Repeat the records below exactly, leaving out every picture.

- _Materials provided_
>> START
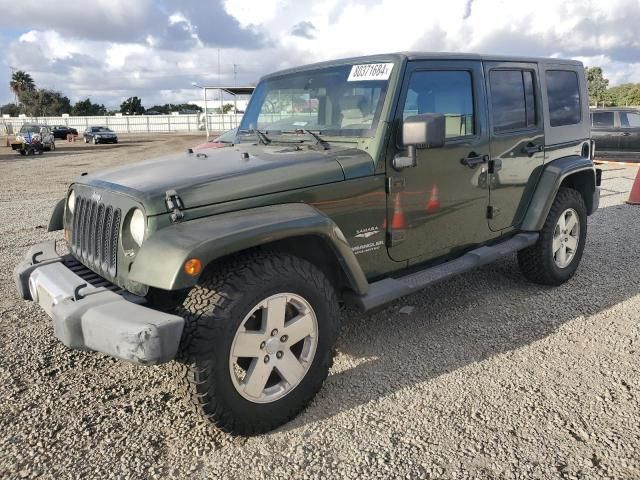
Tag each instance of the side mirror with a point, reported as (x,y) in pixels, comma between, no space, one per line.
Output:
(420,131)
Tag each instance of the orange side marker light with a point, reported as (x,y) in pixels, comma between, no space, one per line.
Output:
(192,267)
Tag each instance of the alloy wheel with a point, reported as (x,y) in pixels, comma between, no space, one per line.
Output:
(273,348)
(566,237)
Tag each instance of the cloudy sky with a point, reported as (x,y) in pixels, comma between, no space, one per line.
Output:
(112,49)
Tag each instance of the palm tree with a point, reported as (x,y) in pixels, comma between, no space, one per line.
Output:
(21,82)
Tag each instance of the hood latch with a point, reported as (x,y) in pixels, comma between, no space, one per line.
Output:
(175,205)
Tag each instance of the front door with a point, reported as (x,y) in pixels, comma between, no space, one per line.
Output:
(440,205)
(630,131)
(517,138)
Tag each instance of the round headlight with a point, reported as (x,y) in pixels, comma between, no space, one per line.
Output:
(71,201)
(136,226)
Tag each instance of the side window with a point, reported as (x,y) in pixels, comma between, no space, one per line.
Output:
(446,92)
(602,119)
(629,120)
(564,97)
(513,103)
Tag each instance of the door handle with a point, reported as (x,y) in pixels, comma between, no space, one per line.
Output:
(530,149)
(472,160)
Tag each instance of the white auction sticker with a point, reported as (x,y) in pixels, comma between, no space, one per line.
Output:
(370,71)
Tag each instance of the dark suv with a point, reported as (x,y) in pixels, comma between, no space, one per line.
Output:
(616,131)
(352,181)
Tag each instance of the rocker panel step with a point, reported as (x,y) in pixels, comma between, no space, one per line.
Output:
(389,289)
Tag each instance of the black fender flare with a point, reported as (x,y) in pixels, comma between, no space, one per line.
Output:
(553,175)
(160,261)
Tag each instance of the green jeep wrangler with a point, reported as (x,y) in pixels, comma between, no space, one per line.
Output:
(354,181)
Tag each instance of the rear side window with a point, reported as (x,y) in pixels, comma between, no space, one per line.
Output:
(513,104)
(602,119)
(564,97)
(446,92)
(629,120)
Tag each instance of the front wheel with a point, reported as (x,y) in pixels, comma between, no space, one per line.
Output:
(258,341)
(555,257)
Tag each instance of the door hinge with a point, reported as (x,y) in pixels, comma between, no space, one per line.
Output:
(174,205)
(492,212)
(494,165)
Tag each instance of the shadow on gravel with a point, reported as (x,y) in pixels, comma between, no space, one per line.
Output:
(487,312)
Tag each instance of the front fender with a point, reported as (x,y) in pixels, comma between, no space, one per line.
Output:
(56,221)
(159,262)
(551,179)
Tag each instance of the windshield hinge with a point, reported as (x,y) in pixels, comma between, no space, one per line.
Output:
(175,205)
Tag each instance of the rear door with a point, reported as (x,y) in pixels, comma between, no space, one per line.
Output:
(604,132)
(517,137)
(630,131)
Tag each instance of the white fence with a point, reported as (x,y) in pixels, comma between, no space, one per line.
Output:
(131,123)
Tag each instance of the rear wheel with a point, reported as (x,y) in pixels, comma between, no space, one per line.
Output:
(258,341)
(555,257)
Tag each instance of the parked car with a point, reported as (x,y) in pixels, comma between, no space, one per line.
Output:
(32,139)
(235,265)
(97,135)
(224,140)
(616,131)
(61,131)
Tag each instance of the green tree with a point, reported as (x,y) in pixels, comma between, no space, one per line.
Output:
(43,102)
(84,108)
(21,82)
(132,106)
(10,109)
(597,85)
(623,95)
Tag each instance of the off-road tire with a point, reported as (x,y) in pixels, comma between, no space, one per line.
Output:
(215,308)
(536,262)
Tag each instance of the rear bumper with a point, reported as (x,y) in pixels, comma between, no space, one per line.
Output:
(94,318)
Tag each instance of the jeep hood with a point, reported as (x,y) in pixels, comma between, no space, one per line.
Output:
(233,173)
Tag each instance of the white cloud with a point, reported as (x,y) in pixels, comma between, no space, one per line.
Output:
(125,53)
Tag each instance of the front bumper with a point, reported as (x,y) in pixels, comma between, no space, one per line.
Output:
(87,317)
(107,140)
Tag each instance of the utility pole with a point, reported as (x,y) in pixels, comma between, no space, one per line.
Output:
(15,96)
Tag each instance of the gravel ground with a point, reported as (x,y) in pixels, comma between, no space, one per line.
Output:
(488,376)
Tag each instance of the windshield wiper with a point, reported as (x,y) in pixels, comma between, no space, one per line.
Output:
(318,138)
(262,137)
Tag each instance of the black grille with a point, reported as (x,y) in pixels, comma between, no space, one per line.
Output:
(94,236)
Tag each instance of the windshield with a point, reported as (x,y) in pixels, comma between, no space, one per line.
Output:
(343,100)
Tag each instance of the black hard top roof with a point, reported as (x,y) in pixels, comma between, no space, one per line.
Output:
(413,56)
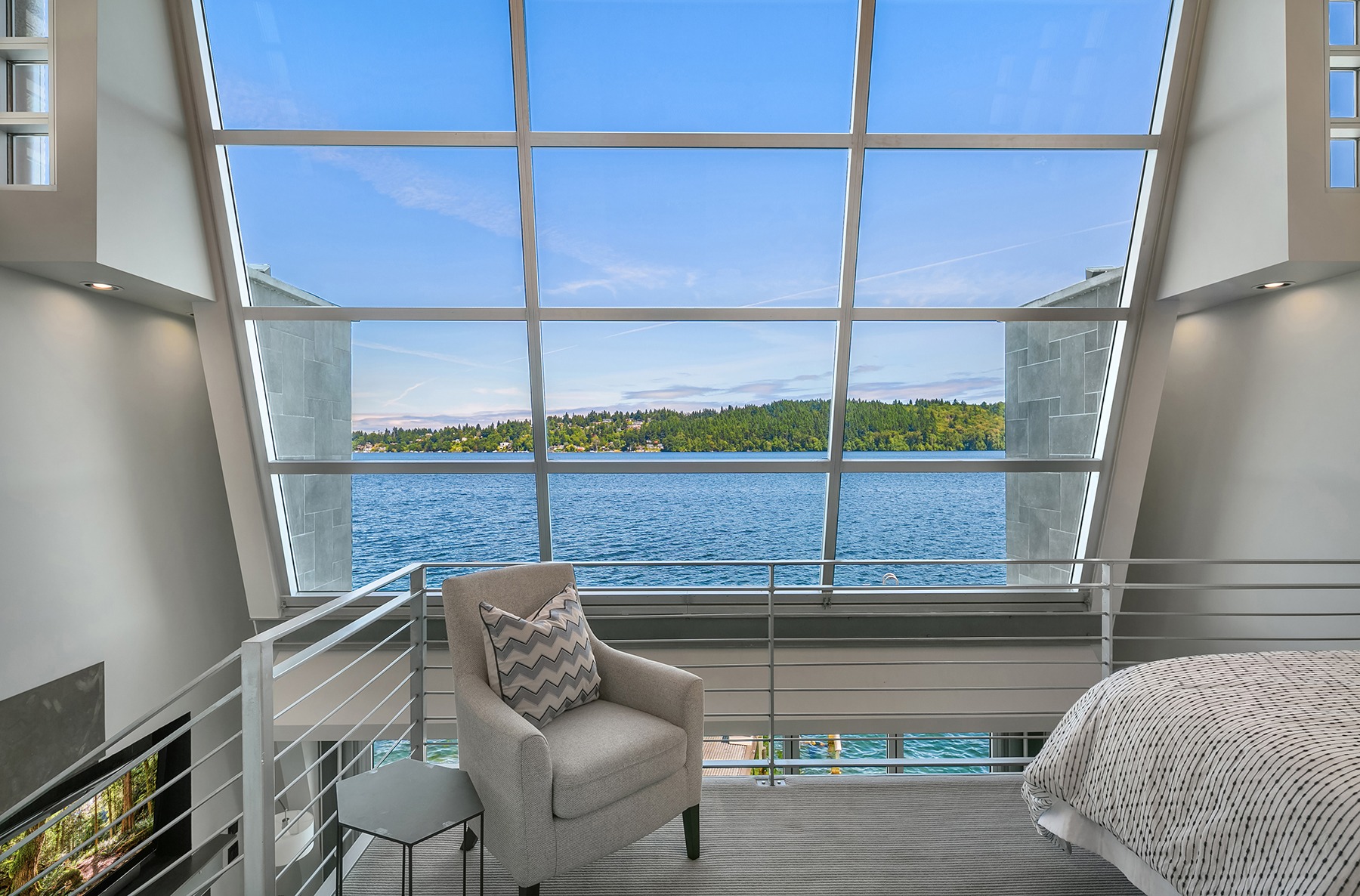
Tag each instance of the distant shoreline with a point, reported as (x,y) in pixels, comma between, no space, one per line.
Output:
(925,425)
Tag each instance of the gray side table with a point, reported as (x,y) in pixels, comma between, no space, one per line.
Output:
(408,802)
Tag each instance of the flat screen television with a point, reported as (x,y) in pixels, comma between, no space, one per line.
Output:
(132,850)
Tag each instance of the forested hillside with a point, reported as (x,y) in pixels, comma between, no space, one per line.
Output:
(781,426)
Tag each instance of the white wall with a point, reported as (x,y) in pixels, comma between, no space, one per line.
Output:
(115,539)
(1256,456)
>> END
- _The answer_
Tag each instance of the side mirror with a point, reported as (x,y) in pixels, comma between, no space, one per line.
Output:
(420,131)
Tag each instance of the orange side marker light with a point, reported as (x,y) in pixels, comma between, no space, one per line.
Output:
(192,267)
Tag each instance of the alloy wheel with a point, reported as (x,y) in pixels, comma between, no space, one per line.
Output:
(273,348)
(566,237)
Tag each instance of the cloudy sky with a point, reported as (x,y) in pixels, comma between, no space, one per line.
Output:
(112,49)
Tag each instance of the palm tree with a point, reported as (x,y) in pixels, comma between, no space, one per line.
Output:
(21,82)
Tag each instance of the hood latch with a point, reported as (x,y) in pixels, comma between, no space, one per line.
Output:
(175,205)
Tag each instance of the front door with a point, reported as (x,y) in pixels, comma between, no space, one per line.
Output:
(440,205)
(630,131)
(517,138)
Tag each instance of the round headlight with a point, reported as (x,y) in pixels, comma between, no space, one per line.
Output:
(71,201)
(136,226)
Tag each instance of the side window with a point, reported as (x,y) in pixels, comma between, no space, one per line.
Output:
(446,92)
(602,119)
(629,120)
(564,97)
(513,103)
Tag each instance of the door handle with a point, reported as (x,y) in pixels, comma between, no space, one per line.
Output:
(530,149)
(472,160)
Tag each instance of the white auction sticker with a point, reported as (x,y) in pixels, comma between, no space, one per line.
Output:
(370,71)
Tag each instance of the dark suv with a point, reported as (x,y) in pixels, comma between, no space, one per line.
Output:
(616,131)
(352,181)
Tag each instance of the rocker panel step with a point, reported as (x,y) in pixels, comma between, no space, one per line.
Output:
(389,289)
Tag each instance of the black fender flare with a point, reported as (x,y) in pixels, comma between, no space, one per line.
Output:
(553,175)
(160,261)
Tag each instance of the green jeep wrangler with a point, reported as (x,y) in pixels, comma between, no space, one per line.
Output:
(354,181)
Tag each instance of the rear side window with a point, reported as (x,y) in pixels, comma between, no space, one per line.
Output:
(513,104)
(602,119)
(564,97)
(446,92)
(629,120)
Tag each instance of the front wheel with a point, reported as (x,y) in pixels, comma between, no space, one per line.
Output:
(258,341)
(555,257)
Tag each instance of the door hinge with a point, reported as (x,y) in pixels, comma between, no space, one per line.
Output:
(174,205)
(492,212)
(494,165)
Tag each instance of the shadow on gravel with a point, reported as (x,y) in pixels, comma between, no space, one per line.
Output:
(487,312)
Tag each instance of the front fender with a point, reported as (x,y) in pixels, comma between, no space, one per line.
Output:
(56,221)
(159,262)
(551,179)
Tag each instance of the windshield hinge with a point, reported as (x,y) in pixels, comma between, no space, one per line.
Output:
(175,205)
Tag each instance of the rear door with a point, reported as (x,y) in pixels, comma between, no space, one per line.
Output:
(604,132)
(517,137)
(630,131)
Tag each instance of the white fence with a point, reported as (x,y) in pixels, comma between, no space, one per line.
Output:
(131,123)
Tag each instance of the rear wheel with a point, reported as (x,y) in pixels, comma between, no space, one per line.
Output:
(258,341)
(555,257)
Tag each instance of the parked car with a point, reported as (x,y) in pixels, comma between, no space, one per line.
Output:
(32,139)
(235,265)
(97,135)
(224,140)
(616,131)
(61,131)
Tag each instance of the green tree with a point, reported as (x,y) in pixels, comma between, no space, one per line.
Output:
(43,102)
(84,108)
(21,82)
(132,106)
(10,109)
(597,85)
(623,95)
Tag each instance of the off-road tire with a point, reported as (x,y) in pixels, comma between, no space, one per line.
Output:
(215,308)
(536,262)
Tag each instance of the rear bumper with a point, reported as (x,y) in pixels, comma between, no space, one per line.
Output:
(94,318)
Tag each instance of the jeep hood with a point, reported as (x,y) in pixels, comma between, no space, one per line.
Output:
(233,173)
Tag each instance of the white cloud with a point, reported as (x,y) in pixels, comma between, no space, one per line.
Output:
(125,53)
Tag each instance of the front bumper with a point, reported as (x,y) in pixels, comma between, no space, one per line.
Output:
(87,317)
(107,140)
Tag each instance of the utility pole with a point, reported as (x,y) in pixels, comma between, no space, one per line.
Output:
(15,96)
Tag each instance of the gravel ground with a point, reported as (x,y) in pixels, comma between, no space, one per line.
Output:
(488,376)
Tag each instance of the windshield wiper with a point, reported as (x,y) in pixels, comma between, no space, one per line.
Output:
(318,138)
(262,137)
Tag each instance of the black grille with a point, reported as (x,y) in pixels, comma between, no space, one per line.
Output:
(94,236)
Tag each instance of the windshield with a point, reported as (x,y) in pixels, comma between, no space, one per line.
Output:
(343,100)
Tag each instance of the black hard top roof with a point, reported as (x,y) in pixels, comma between, no space, one per line.
Output:
(413,56)
Tag each instance of the distant shoreline with a point, reported as (x,y) in pixels, comma between, no space, one per line.
Output:
(925,425)
Tag each instance of the gray side table with a point, reported as (x,y) in pixels, comma between, no space, one per line.
Output:
(408,802)
Tag each instance of the flat screen television with a point, reported as (x,y) in pixels, comma between, no space, one per line.
Output:
(132,850)
Tag each instance of the forested hillside with a point, reported as (x,y) in pixels, comma between, no space, one per line.
Output:
(781,426)
Tag each instance of the white wall with a point, reported as (x,y) in pixels, comma between, no space, one per line.
Output:
(115,539)
(1256,456)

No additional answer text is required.